RECORDS FOR THIS TASK Start Marker
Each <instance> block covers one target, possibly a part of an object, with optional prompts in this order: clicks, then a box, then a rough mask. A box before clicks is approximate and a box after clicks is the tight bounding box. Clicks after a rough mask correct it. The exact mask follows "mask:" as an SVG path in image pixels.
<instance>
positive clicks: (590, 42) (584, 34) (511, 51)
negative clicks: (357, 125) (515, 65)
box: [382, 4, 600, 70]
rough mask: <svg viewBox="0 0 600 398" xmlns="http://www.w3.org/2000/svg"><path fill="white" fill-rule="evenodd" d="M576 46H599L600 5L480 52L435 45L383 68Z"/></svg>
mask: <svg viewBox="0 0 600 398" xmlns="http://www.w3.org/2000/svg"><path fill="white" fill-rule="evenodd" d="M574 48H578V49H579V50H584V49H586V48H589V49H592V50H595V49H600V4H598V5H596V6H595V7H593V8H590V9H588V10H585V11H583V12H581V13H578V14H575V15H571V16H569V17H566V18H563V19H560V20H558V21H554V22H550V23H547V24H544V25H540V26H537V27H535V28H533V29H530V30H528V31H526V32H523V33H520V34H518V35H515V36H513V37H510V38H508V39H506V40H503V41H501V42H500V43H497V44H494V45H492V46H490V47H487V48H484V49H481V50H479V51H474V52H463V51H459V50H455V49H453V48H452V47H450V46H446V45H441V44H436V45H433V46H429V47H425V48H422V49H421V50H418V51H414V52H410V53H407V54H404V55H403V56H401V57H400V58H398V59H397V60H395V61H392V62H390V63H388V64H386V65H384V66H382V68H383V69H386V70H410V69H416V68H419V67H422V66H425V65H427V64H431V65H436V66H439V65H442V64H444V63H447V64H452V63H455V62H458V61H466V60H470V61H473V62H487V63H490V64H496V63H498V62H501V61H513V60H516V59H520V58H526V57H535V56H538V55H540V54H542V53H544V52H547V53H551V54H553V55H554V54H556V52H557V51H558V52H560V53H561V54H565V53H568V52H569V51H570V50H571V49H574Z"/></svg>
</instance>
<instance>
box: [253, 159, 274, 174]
RECORDS FOR THIS TASK End Marker
Find every line of the data that includes the string "instance". Copy each of those lines.

Each <instance> block covers one target, possibly a part of an object, with optional prompts in this order: clicks, then a box, then a rough mask. A box before clicks is approximate and a box after clicks is the tight bounding box. Clicks after a rough mask correct it. The exact mask follows "mask:" as an SVG path in image pixels.
<instance>
</instance>
<instance>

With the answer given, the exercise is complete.